SELECTED TEXT:
"""

Sunday, December 19, 2004

Living Like It's Advent

“They shall beat their swords into plowshares,and their spears into pruning hooks; nation shall not lift up sword against nation,neither shall they learn war any more.” Isaiah 2:4


They say when the sun hits the gilded dome, it is as if you are gazing upon the face of God. The brightness is the brightness of the seventh heaven, where the seraphim dance around the rainbow throne. Below it lies the rock altar that once bore the body of Isaac—or Ishmael, depending on which tradition you believe. Around it is the holiest city in the world—the birthing room of the world’s three great monotheistic faiths: Judaism, Christianity and Islam. It is eternally enveloped in hope, bound by blood, shaped by war. It is here that the Koran says Muhammad ascended to heaven, that the Bible says Solomon erected his Temple, and Herod his, centuries later. Where the armies of Titus and Nebuchadnezzar left the detritus of conquerors, the blackened remains of subjugated people. All the paths of history cross here and the future, it would seem, will be born here as well. There is no place on earth more beloved, no place more broken, no place where peace is more elusive than the Dome of the Rock.

On a March afternoon, two millennia ago, in an olive grove overlooking the panorama that was Jerusalem, Jesus sat gazing at the golden dome. It was Herod’s dome then, not Muhammad’s, but it was no less a symbol of human longing for the divine. Earlier that day, he had wandered across its tiled floors, and visited the holy altar. His disciples had been overcome with religious ecstasy, but he was unimpressed. “One of these days, none of this will be here—there won’t even be a pile of stones to remind you of what this looked like.” And now his followers hovered close to the great rabbi, longing for an explanation. How could this be? When would it happen? How could God allow such an unthinkable thing to happen? And he began to tell them a story that broke their hearts.

"""

WHAT IS REQUIRED:
Please return the passage of the Advent reflection above that opens with the words containing "On a March afternoon, two" and closes with "broke their hearts.", copied word for word.

EXTRACTED DATA:
"""

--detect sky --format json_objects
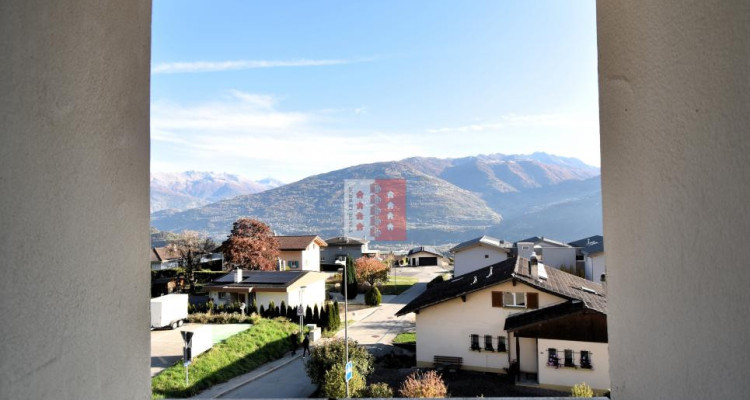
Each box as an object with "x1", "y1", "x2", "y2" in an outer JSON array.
[{"x1": 151, "y1": 0, "x2": 600, "y2": 183}]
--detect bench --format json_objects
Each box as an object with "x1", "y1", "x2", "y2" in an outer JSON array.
[{"x1": 433, "y1": 356, "x2": 464, "y2": 371}]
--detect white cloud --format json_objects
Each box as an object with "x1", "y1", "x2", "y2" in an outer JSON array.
[{"x1": 151, "y1": 58, "x2": 375, "y2": 74}]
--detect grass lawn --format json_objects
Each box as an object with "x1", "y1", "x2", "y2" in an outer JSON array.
[
  {"x1": 380, "y1": 275, "x2": 418, "y2": 294},
  {"x1": 151, "y1": 319, "x2": 298, "y2": 399},
  {"x1": 393, "y1": 332, "x2": 417, "y2": 344}
]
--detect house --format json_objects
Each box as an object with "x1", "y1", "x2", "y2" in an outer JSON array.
[
  {"x1": 450, "y1": 235, "x2": 513, "y2": 276},
  {"x1": 396, "y1": 257, "x2": 609, "y2": 390},
  {"x1": 204, "y1": 268, "x2": 328, "y2": 307},
  {"x1": 320, "y1": 236, "x2": 379, "y2": 270},
  {"x1": 151, "y1": 246, "x2": 180, "y2": 271},
  {"x1": 514, "y1": 236, "x2": 576, "y2": 269},
  {"x1": 406, "y1": 246, "x2": 448, "y2": 268},
  {"x1": 276, "y1": 235, "x2": 327, "y2": 271},
  {"x1": 568, "y1": 235, "x2": 607, "y2": 282}
]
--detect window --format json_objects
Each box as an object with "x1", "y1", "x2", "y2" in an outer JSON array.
[
  {"x1": 581, "y1": 350, "x2": 591, "y2": 369},
  {"x1": 565, "y1": 349, "x2": 576, "y2": 367},
  {"x1": 471, "y1": 335, "x2": 481, "y2": 351},
  {"x1": 497, "y1": 336, "x2": 508, "y2": 352},
  {"x1": 547, "y1": 349, "x2": 560, "y2": 368},
  {"x1": 484, "y1": 335, "x2": 495, "y2": 351},
  {"x1": 503, "y1": 292, "x2": 526, "y2": 308}
]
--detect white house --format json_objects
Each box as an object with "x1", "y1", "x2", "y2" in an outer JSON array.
[
  {"x1": 204, "y1": 269, "x2": 328, "y2": 308},
  {"x1": 568, "y1": 235, "x2": 607, "y2": 282},
  {"x1": 450, "y1": 235, "x2": 513, "y2": 276},
  {"x1": 406, "y1": 246, "x2": 448, "y2": 268},
  {"x1": 396, "y1": 257, "x2": 609, "y2": 390},
  {"x1": 276, "y1": 235, "x2": 327, "y2": 271},
  {"x1": 515, "y1": 236, "x2": 576, "y2": 269}
]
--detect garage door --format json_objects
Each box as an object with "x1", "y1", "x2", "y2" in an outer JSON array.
[{"x1": 419, "y1": 257, "x2": 437, "y2": 266}]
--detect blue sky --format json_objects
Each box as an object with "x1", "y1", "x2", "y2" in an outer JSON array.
[{"x1": 151, "y1": 0, "x2": 599, "y2": 182}]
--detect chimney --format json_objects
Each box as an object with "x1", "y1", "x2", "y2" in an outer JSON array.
[{"x1": 529, "y1": 253, "x2": 539, "y2": 280}]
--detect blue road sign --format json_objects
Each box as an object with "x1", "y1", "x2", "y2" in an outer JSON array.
[{"x1": 346, "y1": 361, "x2": 352, "y2": 382}]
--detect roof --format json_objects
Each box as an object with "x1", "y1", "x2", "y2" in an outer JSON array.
[
  {"x1": 396, "y1": 257, "x2": 607, "y2": 315},
  {"x1": 450, "y1": 235, "x2": 512, "y2": 253},
  {"x1": 275, "y1": 235, "x2": 328, "y2": 250},
  {"x1": 326, "y1": 236, "x2": 368, "y2": 246},
  {"x1": 513, "y1": 236, "x2": 571, "y2": 247},
  {"x1": 151, "y1": 247, "x2": 180, "y2": 262},
  {"x1": 205, "y1": 270, "x2": 328, "y2": 291},
  {"x1": 568, "y1": 235, "x2": 604, "y2": 254},
  {"x1": 407, "y1": 246, "x2": 443, "y2": 257}
]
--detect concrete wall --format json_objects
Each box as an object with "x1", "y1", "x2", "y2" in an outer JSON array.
[
  {"x1": 0, "y1": 0, "x2": 151, "y2": 399},
  {"x1": 453, "y1": 244, "x2": 508, "y2": 276},
  {"x1": 416, "y1": 282, "x2": 563, "y2": 372},
  {"x1": 597, "y1": 1, "x2": 750, "y2": 399},
  {"x1": 537, "y1": 339, "x2": 610, "y2": 390}
]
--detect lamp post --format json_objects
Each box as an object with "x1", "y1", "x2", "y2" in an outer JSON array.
[{"x1": 336, "y1": 260, "x2": 349, "y2": 399}]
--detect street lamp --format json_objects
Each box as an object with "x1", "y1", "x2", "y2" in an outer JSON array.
[{"x1": 335, "y1": 259, "x2": 349, "y2": 398}]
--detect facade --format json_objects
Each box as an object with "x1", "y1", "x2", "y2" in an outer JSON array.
[
  {"x1": 450, "y1": 235, "x2": 512, "y2": 276},
  {"x1": 397, "y1": 257, "x2": 609, "y2": 390},
  {"x1": 568, "y1": 235, "x2": 607, "y2": 282},
  {"x1": 515, "y1": 236, "x2": 576, "y2": 269},
  {"x1": 320, "y1": 236, "x2": 378, "y2": 269},
  {"x1": 205, "y1": 269, "x2": 327, "y2": 307},
  {"x1": 276, "y1": 235, "x2": 327, "y2": 271},
  {"x1": 406, "y1": 246, "x2": 448, "y2": 268}
]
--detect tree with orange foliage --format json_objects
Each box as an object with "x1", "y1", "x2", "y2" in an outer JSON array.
[
  {"x1": 354, "y1": 257, "x2": 389, "y2": 286},
  {"x1": 222, "y1": 218, "x2": 279, "y2": 271}
]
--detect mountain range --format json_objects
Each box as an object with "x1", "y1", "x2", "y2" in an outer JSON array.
[
  {"x1": 152, "y1": 153, "x2": 602, "y2": 244},
  {"x1": 151, "y1": 171, "x2": 284, "y2": 213}
]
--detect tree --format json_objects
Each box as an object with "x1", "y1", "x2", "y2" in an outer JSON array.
[
  {"x1": 341, "y1": 256, "x2": 357, "y2": 300},
  {"x1": 354, "y1": 257, "x2": 390, "y2": 286},
  {"x1": 222, "y1": 218, "x2": 279, "y2": 271},
  {"x1": 168, "y1": 230, "x2": 216, "y2": 292}
]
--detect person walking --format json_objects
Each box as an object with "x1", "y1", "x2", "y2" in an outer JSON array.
[
  {"x1": 302, "y1": 332, "x2": 310, "y2": 358},
  {"x1": 289, "y1": 332, "x2": 299, "y2": 355}
]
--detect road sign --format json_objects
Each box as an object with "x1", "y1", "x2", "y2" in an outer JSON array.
[{"x1": 346, "y1": 361, "x2": 352, "y2": 382}]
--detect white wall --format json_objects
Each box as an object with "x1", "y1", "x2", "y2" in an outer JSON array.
[
  {"x1": 453, "y1": 244, "x2": 508, "y2": 276},
  {"x1": 416, "y1": 282, "x2": 563, "y2": 372},
  {"x1": 537, "y1": 339, "x2": 610, "y2": 390},
  {"x1": 597, "y1": 0, "x2": 750, "y2": 399},
  {"x1": 542, "y1": 247, "x2": 576, "y2": 269},
  {"x1": 0, "y1": 0, "x2": 151, "y2": 399}
]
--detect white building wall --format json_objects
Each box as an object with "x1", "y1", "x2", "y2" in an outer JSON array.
[
  {"x1": 542, "y1": 247, "x2": 576, "y2": 269},
  {"x1": 453, "y1": 244, "x2": 508, "y2": 277},
  {"x1": 536, "y1": 339, "x2": 610, "y2": 390},
  {"x1": 416, "y1": 282, "x2": 564, "y2": 372}
]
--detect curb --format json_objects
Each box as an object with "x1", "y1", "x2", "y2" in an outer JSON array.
[{"x1": 203, "y1": 355, "x2": 302, "y2": 399}]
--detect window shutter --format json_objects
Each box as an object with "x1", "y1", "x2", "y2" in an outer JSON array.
[
  {"x1": 526, "y1": 293, "x2": 539, "y2": 310},
  {"x1": 492, "y1": 292, "x2": 503, "y2": 307}
]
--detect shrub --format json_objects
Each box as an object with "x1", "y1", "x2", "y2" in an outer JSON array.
[
  {"x1": 398, "y1": 371, "x2": 448, "y2": 398},
  {"x1": 320, "y1": 364, "x2": 365, "y2": 399},
  {"x1": 361, "y1": 382, "x2": 393, "y2": 399},
  {"x1": 305, "y1": 339, "x2": 374, "y2": 388},
  {"x1": 570, "y1": 382, "x2": 594, "y2": 397},
  {"x1": 365, "y1": 286, "x2": 382, "y2": 306}
]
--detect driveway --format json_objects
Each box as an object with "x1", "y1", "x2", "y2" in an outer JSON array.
[{"x1": 151, "y1": 324, "x2": 251, "y2": 376}]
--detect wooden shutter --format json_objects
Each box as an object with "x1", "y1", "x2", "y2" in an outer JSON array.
[
  {"x1": 526, "y1": 293, "x2": 539, "y2": 310},
  {"x1": 492, "y1": 292, "x2": 503, "y2": 307}
]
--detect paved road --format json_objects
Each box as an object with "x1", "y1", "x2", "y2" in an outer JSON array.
[{"x1": 151, "y1": 324, "x2": 251, "y2": 376}]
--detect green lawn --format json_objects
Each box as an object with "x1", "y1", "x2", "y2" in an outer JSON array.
[
  {"x1": 380, "y1": 275, "x2": 417, "y2": 294},
  {"x1": 393, "y1": 332, "x2": 417, "y2": 344},
  {"x1": 151, "y1": 319, "x2": 298, "y2": 399}
]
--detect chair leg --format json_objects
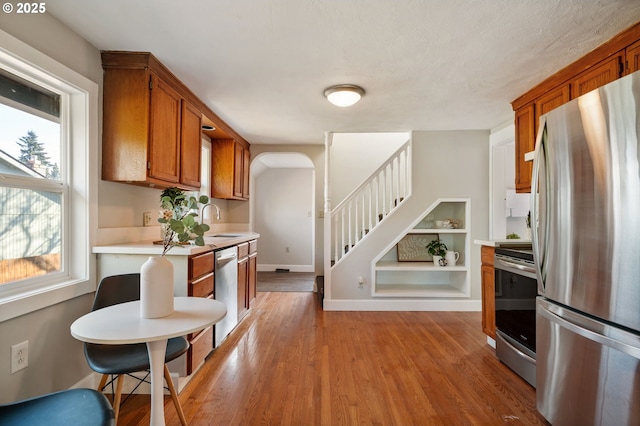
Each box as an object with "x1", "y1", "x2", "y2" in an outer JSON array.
[
  {"x1": 98, "y1": 374, "x2": 109, "y2": 393},
  {"x1": 164, "y1": 364, "x2": 187, "y2": 426},
  {"x1": 113, "y1": 374, "x2": 124, "y2": 425}
]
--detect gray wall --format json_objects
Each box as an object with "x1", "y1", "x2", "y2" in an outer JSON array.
[
  {"x1": 0, "y1": 13, "x2": 102, "y2": 403},
  {"x1": 331, "y1": 130, "x2": 489, "y2": 300}
]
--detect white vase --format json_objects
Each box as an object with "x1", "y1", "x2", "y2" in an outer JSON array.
[
  {"x1": 445, "y1": 250, "x2": 460, "y2": 266},
  {"x1": 140, "y1": 256, "x2": 173, "y2": 318}
]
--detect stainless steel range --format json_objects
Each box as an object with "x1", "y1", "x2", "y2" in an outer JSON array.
[{"x1": 494, "y1": 247, "x2": 538, "y2": 387}]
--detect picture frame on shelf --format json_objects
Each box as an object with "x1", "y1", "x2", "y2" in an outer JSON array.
[{"x1": 396, "y1": 234, "x2": 440, "y2": 262}]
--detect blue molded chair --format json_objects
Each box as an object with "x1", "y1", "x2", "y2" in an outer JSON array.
[
  {"x1": 0, "y1": 389, "x2": 116, "y2": 426},
  {"x1": 84, "y1": 274, "x2": 189, "y2": 426}
]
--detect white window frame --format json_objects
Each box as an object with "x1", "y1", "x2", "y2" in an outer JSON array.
[{"x1": 0, "y1": 30, "x2": 99, "y2": 322}]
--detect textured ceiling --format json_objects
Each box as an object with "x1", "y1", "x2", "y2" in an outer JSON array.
[{"x1": 47, "y1": 0, "x2": 640, "y2": 144}]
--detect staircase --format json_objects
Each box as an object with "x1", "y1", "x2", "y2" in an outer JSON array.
[{"x1": 325, "y1": 141, "x2": 411, "y2": 267}]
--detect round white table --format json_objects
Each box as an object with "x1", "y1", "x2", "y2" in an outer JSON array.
[{"x1": 71, "y1": 297, "x2": 227, "y2": 426}]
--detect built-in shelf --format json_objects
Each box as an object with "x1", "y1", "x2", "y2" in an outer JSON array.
[{"x1": 372, "y1": 198, "x2": 471, "y2": 298}]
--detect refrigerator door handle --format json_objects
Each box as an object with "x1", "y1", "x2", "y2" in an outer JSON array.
[
  {"x1": 531, "y1": 115, "x2": 547, "y2": 293},
  {"x1": 538, "y1": 306, "x2": 640, "y2": 359}
]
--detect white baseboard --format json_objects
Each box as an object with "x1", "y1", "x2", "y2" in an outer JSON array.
[
  {"x1": 322, "y1": 299, "x2": 482, "y2": 312},
  {"x1": 487, "y1": 336, "x2": 496, "y2": 349},
  {"x1": 256, "y1": 264, "x2": 315, "y2": 272},
  {"x1": 71, "y1": 373, "x2": 101, "y2": 389}
]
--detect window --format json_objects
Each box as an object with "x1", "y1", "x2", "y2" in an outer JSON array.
[
  {"x1": 0, "y1": 69, "x2": 63, "y2": 285},
  {"x1": 0, "y1": 31, "x2": 98, "y2": 321}
]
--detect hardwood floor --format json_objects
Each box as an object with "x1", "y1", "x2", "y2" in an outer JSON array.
[
  {"x1": 119, "y1": 292, "x2": 546, "y2": 426},
  {"x1": 257, "y1": 271, "x2": 315, "y2": 292}
]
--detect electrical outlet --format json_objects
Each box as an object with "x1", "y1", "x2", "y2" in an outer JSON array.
[
  {"x1": 11, "y1": 340, "x2": 29, "y2": 374},
  {"x1": 142, "y1": 212, "x2": 153, "y2": 226}
]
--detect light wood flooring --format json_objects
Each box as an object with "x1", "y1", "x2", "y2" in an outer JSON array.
[
  {"x1": 114, "y1": 292, "x2": 546, "y2": 426},
  {"x1": 256, "y1": 271, "x2": 315, "y2": 292}
]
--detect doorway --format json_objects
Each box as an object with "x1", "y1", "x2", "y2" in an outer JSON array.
[{"x1": 249, "y1": 152, "x2": 316, "y2": 273}]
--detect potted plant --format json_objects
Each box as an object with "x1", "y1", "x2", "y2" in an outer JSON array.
[
  {"x1": 140, "y1": 188, "x2": 209, "y2": 318},
  {"x1": 426, "y1": 239, "x2": 447, "y2": 266},
  {"x1": 158, "y1": 188, "x2": 209, "y2": 256}
]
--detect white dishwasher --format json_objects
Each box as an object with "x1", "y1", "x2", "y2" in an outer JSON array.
[{"x1": 214, "y1": 246, "x2": 238, "y2": 348}]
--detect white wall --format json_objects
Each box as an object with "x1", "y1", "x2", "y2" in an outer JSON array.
[
  {"x1": 325, "y1": 130, "x2": 489, "y2": 308},
  {"x1": 252, "y1": 168, "x2": 315, "y2": 272},
  {"x1": 489, "y1": 124, "x2": 530, "y2": 239},
  {"x1": 329, "y1": 132, "x2": 410, "y2": 207}
]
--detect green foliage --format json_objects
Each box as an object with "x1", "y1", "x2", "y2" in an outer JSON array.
[
  {"x1": 16, "y1": 130, "x2": 60, "y2": 180},
  {"x1": 16, "y1": 130, "x2": 49, "y2": 166},
  {"x1": 426, "y1": 239, "x2": 447, "y2": 256},
  {"x1": 158, "y1": 188, "x2": 209, "y2": 256}
]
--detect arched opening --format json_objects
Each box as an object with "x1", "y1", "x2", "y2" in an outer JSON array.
[{"x1": 249, "y1": 152, "x2": 316, "y2": 273}]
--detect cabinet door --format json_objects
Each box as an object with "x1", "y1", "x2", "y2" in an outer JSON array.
[
  {"x1": 148, "y1": 74, "x2": 181, "y2": 183},
  {"x1": 515, "y1": 103, "x2": 536, "y2": 192},
  {"x1": 534, "y1": 84, "x2": 571, "y2": 117},
  {"x1": 238, "y1": 257, "x2": 249, "y2": 321},
  {"x1": 233, "y1": 143, "x2": 244, "y2": 198},
  {"x1": 571, "y1": 53, "x2": 623, "y2": 99},
  {"x1": 247, "y1": 253, "x2": 258, "y2": 309},
  {"x1": 626, "y1": 41, "x2": 640, "y2": 74},
  {"x1": 180, "y1": 99, "x2": 202, "y2": 188},
  {"x1": 481, "y1": 265, "x2": 496, "y2": 339}
]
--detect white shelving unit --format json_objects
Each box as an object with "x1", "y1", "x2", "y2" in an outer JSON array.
[{"x1": 372, "y1": 198, "x2": 471, "y2": 298}]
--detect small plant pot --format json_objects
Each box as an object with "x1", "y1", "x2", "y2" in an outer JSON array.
[{"x1": 433, "y1": 255, "x2": 447, "y2": 266}]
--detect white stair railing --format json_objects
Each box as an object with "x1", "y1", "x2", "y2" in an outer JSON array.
[{"x1": 331, "y1": 141, "x2": 411, "y2": 266}]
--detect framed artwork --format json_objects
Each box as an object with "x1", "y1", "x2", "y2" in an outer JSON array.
[{"x1": 396, "y1": 234, "x2": 439, "y2": 262}]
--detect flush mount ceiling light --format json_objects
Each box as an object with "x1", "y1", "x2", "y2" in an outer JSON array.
[{"x1": 324, "y1": 84, "x2": 364, "y2": 107}]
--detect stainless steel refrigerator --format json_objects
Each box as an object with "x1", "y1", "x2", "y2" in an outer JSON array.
[{"x1": 531, "y1": 72, "x2": 640, "y2": 426}]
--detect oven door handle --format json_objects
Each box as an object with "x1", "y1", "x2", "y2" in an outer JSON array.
[{"x1": 493, "y1": 258, "x2": 536, "y2": 280}]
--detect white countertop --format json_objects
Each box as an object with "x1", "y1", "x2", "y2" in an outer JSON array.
[
  {"x1": 92, "y1": 231, "x2": 260, "y2": 256},
  {"x1": 473, "y1": 238, "x2": 531, "y2": 247}
]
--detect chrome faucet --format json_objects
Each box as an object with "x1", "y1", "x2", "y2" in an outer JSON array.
[{"x1": 200, "y1": 203, "x2": 220, "y2": 220}]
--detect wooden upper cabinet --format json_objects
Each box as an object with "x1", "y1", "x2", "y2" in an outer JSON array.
[
  {"x1": 211, "y1": 139, "x2": 250, "y2": 200},
  {"x1": 625, "y1": 41, "x2": 640, "y2": 74},
  {"x1": 515, "y1": 104, "x2": 536, "y2": 192},
  {"x1": 571, "y1": 52, "x2": 624, "y2": 99},
  {"x1": 148, "y1": 74, "x2": 182, "y2": 183},
  {"x1": 180, "y1": 99, "x2": 202, "y2": 188},
  {"x1": 102, "y1": 51, "x2": 202, "y2": 190},
  {"x1": 511, "y1": 22, "x2": 640, "y2": 192},
  {"x1": 535, "y1": 84, "x2": 571, "y2": 117}
]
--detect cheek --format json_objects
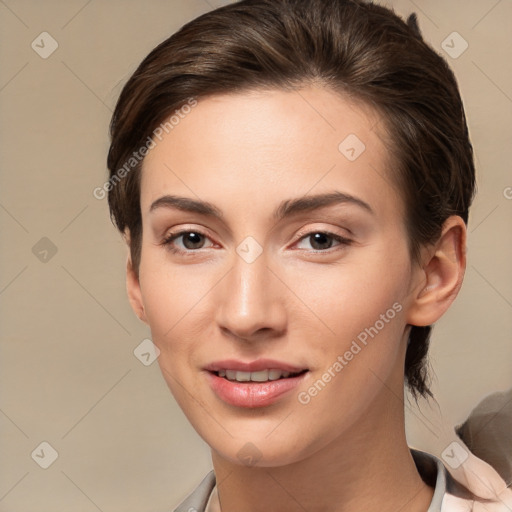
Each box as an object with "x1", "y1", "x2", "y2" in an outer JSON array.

"""

TASK ANSWER:
On a March afternoon, two millennia ago, in an olive grove overlooking the panorama that was Jerusalem, Jesus sat gazing at the golden dome. It was Herod’s dome then, not Muhammad’s, but it was no less a symbol of human longing for the divine. Earlier that day, he had wandered across its tiled floors, and visited the holy altar. His disciples had been overcome with religious ecstasy, but he was unimpressed. “One of these days, none of this will be here—there won’t even be a pile of stones to remind you of what this looked like.” And now his followers hovered close to the great rabbi, longing for an explanation. How could this be? When would it happen? How could God allow such an unthinkable thing to happen? And he began to tell them a story that broke their hearts.